** SOURCE MATERIAL follows **

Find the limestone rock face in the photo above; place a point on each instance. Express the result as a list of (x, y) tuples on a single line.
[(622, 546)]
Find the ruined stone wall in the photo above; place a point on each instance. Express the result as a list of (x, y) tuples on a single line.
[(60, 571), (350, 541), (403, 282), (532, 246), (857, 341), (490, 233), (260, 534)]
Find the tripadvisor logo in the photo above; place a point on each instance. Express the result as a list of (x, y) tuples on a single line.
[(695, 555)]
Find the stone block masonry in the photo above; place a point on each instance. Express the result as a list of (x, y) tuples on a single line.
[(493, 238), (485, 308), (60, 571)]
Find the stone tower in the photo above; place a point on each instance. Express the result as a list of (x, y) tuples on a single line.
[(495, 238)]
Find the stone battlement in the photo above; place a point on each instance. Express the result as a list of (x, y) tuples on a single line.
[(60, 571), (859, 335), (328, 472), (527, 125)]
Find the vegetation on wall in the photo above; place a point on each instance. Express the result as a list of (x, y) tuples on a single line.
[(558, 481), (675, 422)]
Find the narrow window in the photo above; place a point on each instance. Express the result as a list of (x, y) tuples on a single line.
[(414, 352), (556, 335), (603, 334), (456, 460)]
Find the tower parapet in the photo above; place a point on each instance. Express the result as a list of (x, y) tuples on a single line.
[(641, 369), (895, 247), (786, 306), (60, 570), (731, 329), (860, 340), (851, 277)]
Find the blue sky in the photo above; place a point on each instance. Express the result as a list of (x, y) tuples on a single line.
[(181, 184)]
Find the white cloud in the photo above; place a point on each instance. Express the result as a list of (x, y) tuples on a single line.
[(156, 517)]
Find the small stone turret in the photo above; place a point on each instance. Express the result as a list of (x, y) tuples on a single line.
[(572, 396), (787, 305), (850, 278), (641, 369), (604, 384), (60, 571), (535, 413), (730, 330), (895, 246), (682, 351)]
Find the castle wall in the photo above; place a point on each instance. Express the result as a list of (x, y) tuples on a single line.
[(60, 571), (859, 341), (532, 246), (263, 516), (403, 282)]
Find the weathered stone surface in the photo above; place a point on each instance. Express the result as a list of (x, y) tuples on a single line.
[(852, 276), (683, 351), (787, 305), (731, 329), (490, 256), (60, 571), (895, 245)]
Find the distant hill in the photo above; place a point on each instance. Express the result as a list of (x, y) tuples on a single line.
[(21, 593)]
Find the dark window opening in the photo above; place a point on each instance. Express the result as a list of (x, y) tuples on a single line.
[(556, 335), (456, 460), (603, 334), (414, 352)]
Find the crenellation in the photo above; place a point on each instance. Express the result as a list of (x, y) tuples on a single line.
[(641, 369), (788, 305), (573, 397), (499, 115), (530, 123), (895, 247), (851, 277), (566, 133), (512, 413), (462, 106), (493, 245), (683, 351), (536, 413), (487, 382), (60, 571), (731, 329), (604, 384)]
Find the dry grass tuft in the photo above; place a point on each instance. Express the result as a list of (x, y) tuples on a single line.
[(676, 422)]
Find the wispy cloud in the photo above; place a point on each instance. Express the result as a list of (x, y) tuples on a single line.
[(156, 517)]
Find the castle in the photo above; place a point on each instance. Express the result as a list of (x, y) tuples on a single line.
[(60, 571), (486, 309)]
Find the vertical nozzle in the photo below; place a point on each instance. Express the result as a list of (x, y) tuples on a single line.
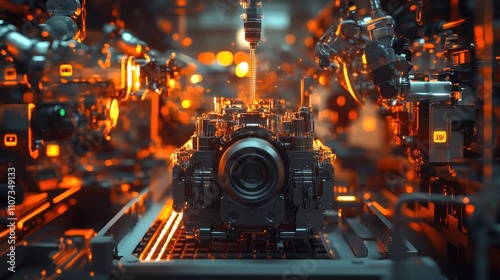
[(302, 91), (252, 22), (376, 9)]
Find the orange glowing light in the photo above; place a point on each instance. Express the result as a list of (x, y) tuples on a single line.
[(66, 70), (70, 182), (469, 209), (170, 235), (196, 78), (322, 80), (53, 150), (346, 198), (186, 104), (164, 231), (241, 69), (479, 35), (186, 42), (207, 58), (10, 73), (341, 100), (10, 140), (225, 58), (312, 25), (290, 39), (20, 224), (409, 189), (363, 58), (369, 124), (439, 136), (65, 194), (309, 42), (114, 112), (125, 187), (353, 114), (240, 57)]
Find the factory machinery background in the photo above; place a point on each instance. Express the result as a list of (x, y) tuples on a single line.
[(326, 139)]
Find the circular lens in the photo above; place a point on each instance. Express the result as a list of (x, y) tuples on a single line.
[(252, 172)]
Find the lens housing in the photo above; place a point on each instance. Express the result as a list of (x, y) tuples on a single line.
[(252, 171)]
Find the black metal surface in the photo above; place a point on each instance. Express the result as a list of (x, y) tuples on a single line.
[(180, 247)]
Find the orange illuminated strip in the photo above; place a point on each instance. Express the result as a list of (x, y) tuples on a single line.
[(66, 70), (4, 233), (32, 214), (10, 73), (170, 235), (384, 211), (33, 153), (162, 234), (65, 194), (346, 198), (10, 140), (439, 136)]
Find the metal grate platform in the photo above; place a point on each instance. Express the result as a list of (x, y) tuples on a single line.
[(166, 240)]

** End of SOURCE MATERIAL **

* _TASK PROMPT_
With the pictures omitted, repeat the full set of records above exactly.

* _FINISHED EXERCISE_
Find the limestone rock face in the photo above; place a point on each instance. Express the result as a list of (x, y) tuples on a single line.
[(622, 546)]
Find the ruined stone wall in the photo above; place a point on each instance. Express the result as a list of (x, y) tuples on a single line.
[(60, 571), (350, 541), (403, 282), (532, 246), (857, 341), (490, 233), (260, 534)]
Find the tripadvisor logo in the photo above; place a point on each instance. Express the result as a list of (x, y) tuples on a single line.
[(695, 555)]
Find the stone block masonry in the photo above; place a point on each instance. Express the result as a list of (x, y) tuples on a single line.
[(493, 238), (485, 308), (60, 571)]
Find the stone tower in the photo above; place a point on each instance. Express the result as a list of (x, y) tuples on a single line.
[(495, 238)]
Find the stone battlement in the photo above; place a point on each instance. Express the result as a list of (x, y) tuples on a single line.
[(60, 571), (859, 335), (328, 472), (527, 125)]
Find the vegetation on wall in the photo above; place a point on each instance. Express the result as a list of (x, y) tuples on a single line.
[(558, 481), (675, 422)]
Find the narrow window in the photo above; place a point on each instance. Express the result as a list of (x, y) tuples on a single line.
[(414, 352), (556, 335), (603, 334), (456, 460)]
Find the tower parapet in the photo above; place a point on each instance. Express the result as a list of (x, y) tuples on a single line.
[(641, 369), (895, 247), (786, 306), (60, 570), (731, 329), (860, 340), (851, 277)]
Find the blue sky in the photo above; place a point on each instance. Express the result as a list of (x, y) tuples on a single line.
[(181, 184)]
Find the white cloud in the photo above; place a point on each instance. Express the result as a list of (x, y) tuples on a single line.
[(156, 517)]
Find the small stone turret in the photo above; place a point on each instance. Express the result as a list of (x, y) tuples on a single line.
[(572, 396), (787, 305), (850, 278), (641, 369), (604, 384), (60, 571), (535, 413), (730, 330), (895, 246), (682, 351)]
Find the castle wall in the photo above; place a point on each instance. Express the result as a list of (x, y) tuples on a single line.
[(60, 571), (859, 341), (532, 246), (263, 516), (403, 282)]
Find the weathered stone surface in the photo above; place a point on each instance. Express the result as a list of (x, y) tuples on a single line.
[(852, 276), (683, 351), (787, 305), (731, 329), (490, 256), (60, 571), (895, 245)]
Find the distant hill in the photo above; place a point on each instance. Express the result as a list of (x, y) tuples on a single line.
[(21, 593)]
Find the dark window opening in the photo above; place a point on each instance. Express the result as a list of (x, y) tuples on a single line.
[(556, 335), (456, 460), (603, 334), (414, 352)]
Find the crenellation in the photo above; place a point on each instance. Express the result as a list of (x, y) tuples on a single line.
[(641, 369), (788, 305), (573, 397), (499, 115), (530, 123), (895, 247), (851, 277), (566, 133), (512, 413), (462, 106), (493, 245), (683, 351), (536, 413), (487, 382), (60, 571), (731, 329), (604, 384)]
Find the dry grass tuft in the photo above; place a point on each instance. Express the result as a list of (x, y) tuples on a single line.
[(676, 422)]
Find the wispy cloud in the photo above; place a point on each instance. Express the result as a list of (x, y) tuples on a single line.
[(156, 517)]
Find the castle in the photo above; place a point on each instance. Express the result as a list of (x, y) tuples on a single line.
[(60, 571), (486, 309)]
Find the vertical nozzle in the photo below; place a point on each instance. Express the result as a list of (x, y) tuples on a single line.
[(302, 91), (252, 22), (376, 9)]
Find the orange glowing light in the photo above; place a point on each instance. Express the result as a list of (x, y) tuples on a single line.
[(66, 70), (70, 182), (469, 209), (170, 235), (196, 78), (322, 80), (53, 150), (346, 198), (186, 104), (164, 231), (241, 69), (479, 35), (186, 42), (207, 58), (10, 73), (341, 100), (10, 140), (225, 58), (312, 25), (290, 39), (20, 224), (409, 189), (363, 58), (369, 124), (439, 136), (65, 194), (309, 42), (114, 112), (125, 187), (353, 114), (240, 57)]
Find the factory machinery background in the photo above; place a point on each instance. Express the result as a list of (x, y) tuples on a single line.
[(326, 139)]
Find the circular lens in the photo above; place a point on each instance. Express the result as a list of (x, y) tuples on a single line.
[(252, 172)]
Find the lens housing in the photo above; place a point on each instance. Express the result as a list of (x, y) tuples on a single line.
[(252, 171)]
Find the black metal surface in the photo above; place a point on each instance. Express the result as a list of (x, y) tuples on a single line.
[(180, 247)]
Find the orange illuminated strip in the photo above; place a point on each instance. Express the result as a list of (x, y) tuples on a single line.
[(66, 70), (4, 233), (32, 214), (10, 73), (170, 235), (384, 211), (33, 153), (162, 234), (65, 194), (346, 198), (10, 140), (439, 136)]
Find the metal grate platform in the photo above; place a point on each instance. Express the result as a list of (x, y) tuples on a single line.
[(166, 240)]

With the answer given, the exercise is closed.